### Requirement
Repeat each record exactly. Any picture gets left out.

++++

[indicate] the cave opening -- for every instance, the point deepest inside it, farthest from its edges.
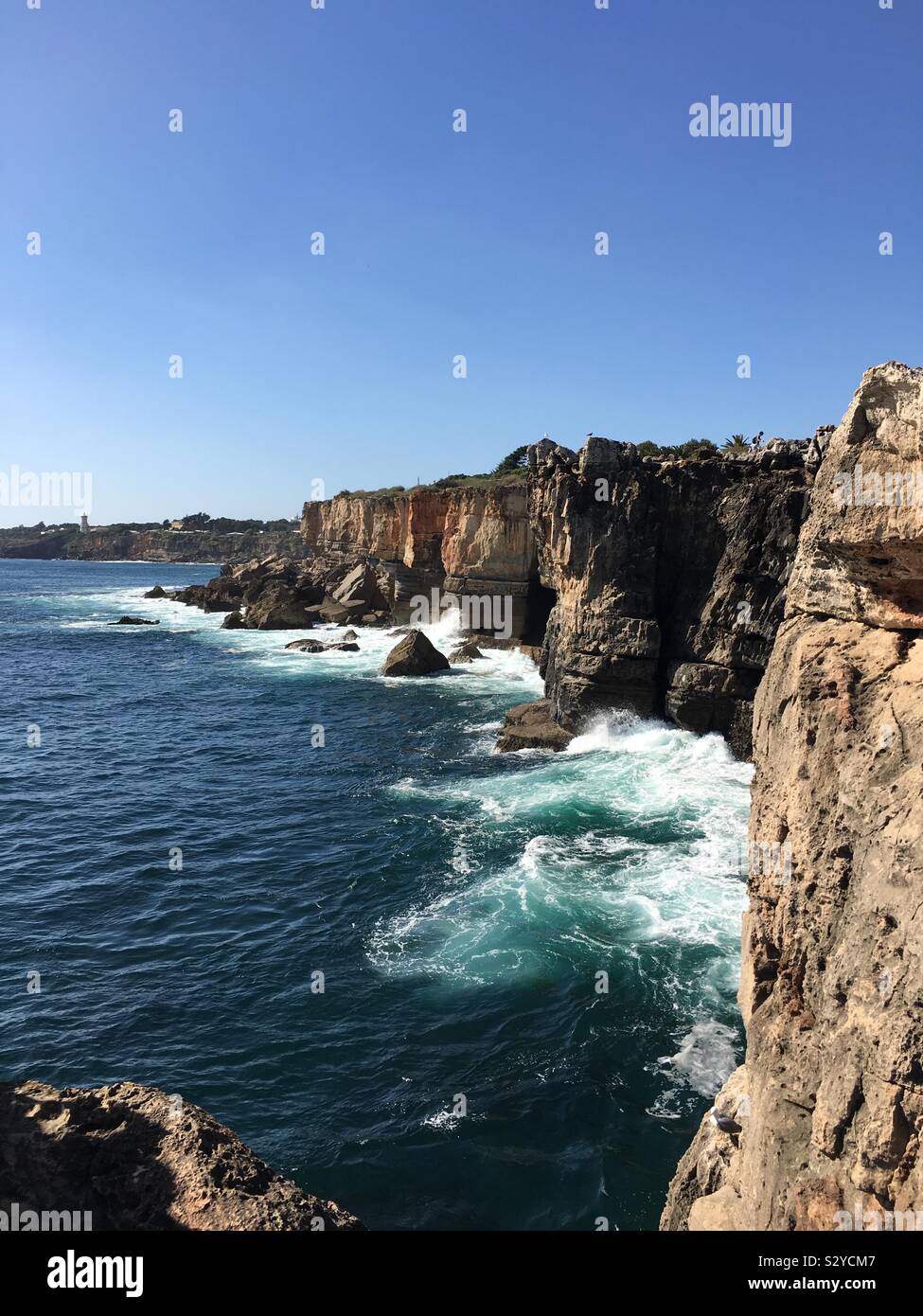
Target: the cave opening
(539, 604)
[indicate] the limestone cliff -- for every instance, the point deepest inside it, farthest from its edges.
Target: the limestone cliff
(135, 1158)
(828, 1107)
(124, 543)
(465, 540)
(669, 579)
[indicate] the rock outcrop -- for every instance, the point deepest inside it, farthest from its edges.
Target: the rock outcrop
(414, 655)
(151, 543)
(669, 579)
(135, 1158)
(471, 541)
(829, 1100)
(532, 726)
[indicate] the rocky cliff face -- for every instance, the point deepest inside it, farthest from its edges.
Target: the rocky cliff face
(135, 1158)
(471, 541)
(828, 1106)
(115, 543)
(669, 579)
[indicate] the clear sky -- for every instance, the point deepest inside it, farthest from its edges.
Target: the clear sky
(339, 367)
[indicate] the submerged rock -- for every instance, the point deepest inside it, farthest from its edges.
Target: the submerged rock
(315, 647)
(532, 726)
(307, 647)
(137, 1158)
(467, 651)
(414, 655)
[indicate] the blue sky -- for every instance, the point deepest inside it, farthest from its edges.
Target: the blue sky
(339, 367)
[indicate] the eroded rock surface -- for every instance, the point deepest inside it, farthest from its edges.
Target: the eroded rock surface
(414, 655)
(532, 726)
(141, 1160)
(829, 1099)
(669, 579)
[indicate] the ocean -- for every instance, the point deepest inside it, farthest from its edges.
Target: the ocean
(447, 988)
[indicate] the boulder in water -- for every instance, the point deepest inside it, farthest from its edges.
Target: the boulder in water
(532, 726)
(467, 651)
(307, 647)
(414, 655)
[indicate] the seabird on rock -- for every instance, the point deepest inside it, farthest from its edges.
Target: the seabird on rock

++++

### Solved exercise
[indicate] the cave opening -- for every instance, the point deepest inside it, farthest from its edges.
Target: the cave opening
(539, 604)
[indicate] the limestone cliff -- for every instance, the point deepest inside it, farthest from its edges.
Target: the limestone cliff
(135, 1158)
(828, 1107)
(124, 543)
(465, 540)
(669, 579)
[indicate] the rock outcrop -- for every instance, the point deepest inside it, farthest from its edges.
Target: the rock outcrop
(414, 655)
(151, 543)
(669, 579)
(135, 1158)
(471, 541)
(829, 1100)
(532, 726)
[indicate] the rocky cliff face -- for every instance, the point deepest inside it, farthest from its edges.
Target: the rocky cliff face
(135, 1158)
(471, 541)
(828, 1106)
(115, 543)
(669, 579)
[indicate] the clear sky -- for every instance, the point deepest inside it, farthest from its edges.
Target: the clear sky
(339, 367)
[indicate] the submerged rock -- for every instance, the point deepest inside it, farthest from its edges.
Target: the submerged rock
(315, 647)
(532, 726)
(307, 647)
(137, 1158)
(467, 651)
(414, 655)
[indicate] the blue sky -- for every instance, the point deepest inside it, farthest from its edges.
Target: the blue sky
(339, 367)
[indicate] the eroded rock surface -- for every instance, the point deepest inside it, farthest from its edges.
Target: the eroded rock surface
(414, 655)
(532, 726)
(141, 1160)
(829, 1099)
(669, 579)
[indicate] the ocean -- for every instance, the point deepest inside it, farthest from its edges.
Target: the ocean
(447, 988)
[indicate] the boulder in water -- for every instance, the point deepest inside it, farthest from its edges.
Target: the boulder in water
(532, 726)
(467, 651)
(307, 647)
(414, 655)
[indicate] the seabird on rock -- for every instance, the point deepest inside it, farthest from its edges.
Target: the seabird on rock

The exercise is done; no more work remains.